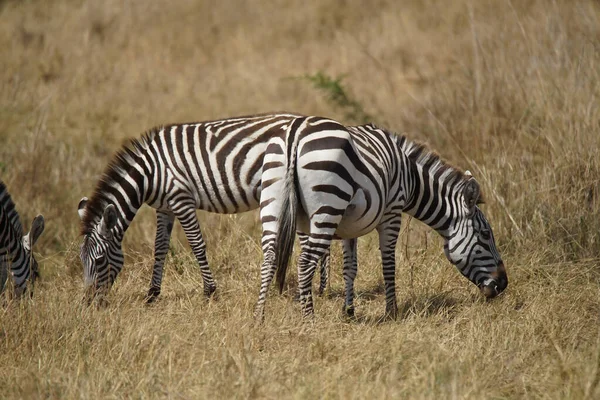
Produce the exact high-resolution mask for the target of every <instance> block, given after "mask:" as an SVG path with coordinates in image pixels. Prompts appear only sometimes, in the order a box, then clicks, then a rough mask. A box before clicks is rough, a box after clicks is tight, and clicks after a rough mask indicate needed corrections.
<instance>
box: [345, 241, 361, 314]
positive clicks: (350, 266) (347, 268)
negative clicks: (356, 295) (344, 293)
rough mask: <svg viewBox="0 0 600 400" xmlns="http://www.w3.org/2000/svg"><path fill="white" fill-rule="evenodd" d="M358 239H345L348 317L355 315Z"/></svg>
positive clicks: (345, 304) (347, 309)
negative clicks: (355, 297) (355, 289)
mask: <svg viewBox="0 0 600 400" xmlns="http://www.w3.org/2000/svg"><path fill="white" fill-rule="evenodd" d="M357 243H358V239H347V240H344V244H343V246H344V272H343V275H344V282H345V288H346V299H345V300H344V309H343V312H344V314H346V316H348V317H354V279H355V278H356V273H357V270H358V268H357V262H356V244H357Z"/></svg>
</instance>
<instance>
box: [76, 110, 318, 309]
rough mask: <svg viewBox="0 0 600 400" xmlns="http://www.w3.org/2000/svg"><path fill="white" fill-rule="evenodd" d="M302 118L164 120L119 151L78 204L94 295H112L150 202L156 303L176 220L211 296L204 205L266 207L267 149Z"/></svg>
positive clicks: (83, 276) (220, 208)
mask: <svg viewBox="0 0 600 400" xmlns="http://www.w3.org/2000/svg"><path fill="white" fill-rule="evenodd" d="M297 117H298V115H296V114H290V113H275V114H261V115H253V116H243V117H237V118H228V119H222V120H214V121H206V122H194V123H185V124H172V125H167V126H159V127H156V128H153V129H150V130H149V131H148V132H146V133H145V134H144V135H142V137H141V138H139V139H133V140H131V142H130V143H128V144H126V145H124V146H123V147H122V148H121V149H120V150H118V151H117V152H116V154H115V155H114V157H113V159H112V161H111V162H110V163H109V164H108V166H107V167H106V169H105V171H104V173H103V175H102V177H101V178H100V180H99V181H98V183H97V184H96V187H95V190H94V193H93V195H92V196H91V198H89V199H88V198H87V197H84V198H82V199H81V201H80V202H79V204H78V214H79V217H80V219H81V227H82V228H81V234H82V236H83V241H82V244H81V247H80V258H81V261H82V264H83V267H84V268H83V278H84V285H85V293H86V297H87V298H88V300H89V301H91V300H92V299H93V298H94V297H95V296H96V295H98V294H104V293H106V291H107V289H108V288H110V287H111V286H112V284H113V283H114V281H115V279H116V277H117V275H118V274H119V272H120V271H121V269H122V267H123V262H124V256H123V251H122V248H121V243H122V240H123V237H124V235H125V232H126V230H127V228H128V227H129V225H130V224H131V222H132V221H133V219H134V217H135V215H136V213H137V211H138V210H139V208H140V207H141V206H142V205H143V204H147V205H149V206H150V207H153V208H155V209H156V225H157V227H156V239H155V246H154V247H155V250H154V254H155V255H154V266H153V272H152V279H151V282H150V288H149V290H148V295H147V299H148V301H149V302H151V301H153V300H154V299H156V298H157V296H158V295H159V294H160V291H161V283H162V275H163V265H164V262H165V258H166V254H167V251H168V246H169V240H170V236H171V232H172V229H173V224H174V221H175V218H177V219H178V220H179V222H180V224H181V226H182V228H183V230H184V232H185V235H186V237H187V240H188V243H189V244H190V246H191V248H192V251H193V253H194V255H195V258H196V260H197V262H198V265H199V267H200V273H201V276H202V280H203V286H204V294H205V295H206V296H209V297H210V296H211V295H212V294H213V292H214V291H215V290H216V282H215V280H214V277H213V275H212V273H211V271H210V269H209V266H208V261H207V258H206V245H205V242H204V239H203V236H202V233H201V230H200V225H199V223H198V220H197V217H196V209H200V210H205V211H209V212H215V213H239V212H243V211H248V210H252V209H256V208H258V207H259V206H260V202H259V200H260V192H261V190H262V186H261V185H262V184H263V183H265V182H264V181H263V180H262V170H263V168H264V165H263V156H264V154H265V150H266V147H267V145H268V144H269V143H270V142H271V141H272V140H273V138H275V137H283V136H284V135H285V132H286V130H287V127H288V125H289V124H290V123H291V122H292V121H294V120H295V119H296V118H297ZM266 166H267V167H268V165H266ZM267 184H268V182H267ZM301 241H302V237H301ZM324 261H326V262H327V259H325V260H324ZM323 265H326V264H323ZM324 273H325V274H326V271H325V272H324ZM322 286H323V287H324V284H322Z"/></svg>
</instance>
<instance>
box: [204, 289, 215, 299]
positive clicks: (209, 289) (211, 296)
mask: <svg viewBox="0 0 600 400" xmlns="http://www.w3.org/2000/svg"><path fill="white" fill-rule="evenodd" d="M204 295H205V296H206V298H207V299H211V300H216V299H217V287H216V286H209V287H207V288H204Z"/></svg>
...
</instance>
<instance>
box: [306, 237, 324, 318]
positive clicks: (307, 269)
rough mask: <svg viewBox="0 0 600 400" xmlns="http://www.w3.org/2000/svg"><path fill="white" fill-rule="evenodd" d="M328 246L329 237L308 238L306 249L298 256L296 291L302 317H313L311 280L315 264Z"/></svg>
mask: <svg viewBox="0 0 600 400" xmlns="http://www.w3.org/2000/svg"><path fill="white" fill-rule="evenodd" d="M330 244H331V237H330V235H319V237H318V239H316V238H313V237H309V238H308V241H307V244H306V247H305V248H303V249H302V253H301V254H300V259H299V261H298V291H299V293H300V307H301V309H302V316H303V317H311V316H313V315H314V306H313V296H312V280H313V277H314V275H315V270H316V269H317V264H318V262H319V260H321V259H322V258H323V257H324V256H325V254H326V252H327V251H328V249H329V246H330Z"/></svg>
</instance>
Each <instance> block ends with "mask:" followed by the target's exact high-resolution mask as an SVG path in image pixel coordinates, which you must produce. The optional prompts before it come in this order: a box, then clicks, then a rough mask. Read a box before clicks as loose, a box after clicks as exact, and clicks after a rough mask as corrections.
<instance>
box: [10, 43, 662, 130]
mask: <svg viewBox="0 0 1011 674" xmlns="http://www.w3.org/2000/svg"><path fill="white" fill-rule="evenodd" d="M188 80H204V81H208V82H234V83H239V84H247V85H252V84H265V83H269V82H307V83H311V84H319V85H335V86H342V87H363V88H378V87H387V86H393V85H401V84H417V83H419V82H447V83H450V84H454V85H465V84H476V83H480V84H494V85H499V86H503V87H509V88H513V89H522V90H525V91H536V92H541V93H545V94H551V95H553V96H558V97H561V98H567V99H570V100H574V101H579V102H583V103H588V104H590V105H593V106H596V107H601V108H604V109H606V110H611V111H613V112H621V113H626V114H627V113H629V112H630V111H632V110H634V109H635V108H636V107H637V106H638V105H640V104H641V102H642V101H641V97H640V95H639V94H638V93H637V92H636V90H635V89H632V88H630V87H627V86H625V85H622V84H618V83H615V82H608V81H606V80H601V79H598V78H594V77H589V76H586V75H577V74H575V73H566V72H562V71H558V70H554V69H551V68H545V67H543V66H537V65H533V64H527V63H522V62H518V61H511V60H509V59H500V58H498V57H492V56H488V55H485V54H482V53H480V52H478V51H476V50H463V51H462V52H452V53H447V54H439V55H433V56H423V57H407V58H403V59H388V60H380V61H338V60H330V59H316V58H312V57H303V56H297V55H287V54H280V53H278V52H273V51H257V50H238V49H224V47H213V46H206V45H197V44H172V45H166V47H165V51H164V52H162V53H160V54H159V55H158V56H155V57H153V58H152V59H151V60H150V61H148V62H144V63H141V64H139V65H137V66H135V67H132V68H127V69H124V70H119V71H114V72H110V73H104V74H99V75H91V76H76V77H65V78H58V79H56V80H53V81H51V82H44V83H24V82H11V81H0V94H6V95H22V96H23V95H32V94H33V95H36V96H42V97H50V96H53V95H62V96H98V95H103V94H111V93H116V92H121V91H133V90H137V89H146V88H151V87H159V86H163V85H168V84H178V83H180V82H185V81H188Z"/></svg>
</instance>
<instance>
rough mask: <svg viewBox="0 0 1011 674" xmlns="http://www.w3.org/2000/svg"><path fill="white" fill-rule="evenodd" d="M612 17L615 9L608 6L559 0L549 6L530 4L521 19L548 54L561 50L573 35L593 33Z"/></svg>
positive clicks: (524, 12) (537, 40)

--- Task details ---
Show every line from the listing that contains "with".

--- Output below ---
Produce the exact high-resolution mask for the target of every <instance> block, given after "mask:" as an SVG path with coordinates in image pixels. Prompts appear only sometimes, in the order a box, then clicks, then a rough mask. A box before clicks is rough, a box after clicks is tight, and clicks after a rough mask indicate needed corrections.
Each <instance> block ends with "mask:" followed by the target's exact high-resolution mask as an SVG path in image pixel coordinates, which you must produce. The optional prompts before it come in this order: a box, then clicks, then a rough mask. Read a box before clicks as loose, a box after clicks as exact, and clicks after a rough mask as corrections.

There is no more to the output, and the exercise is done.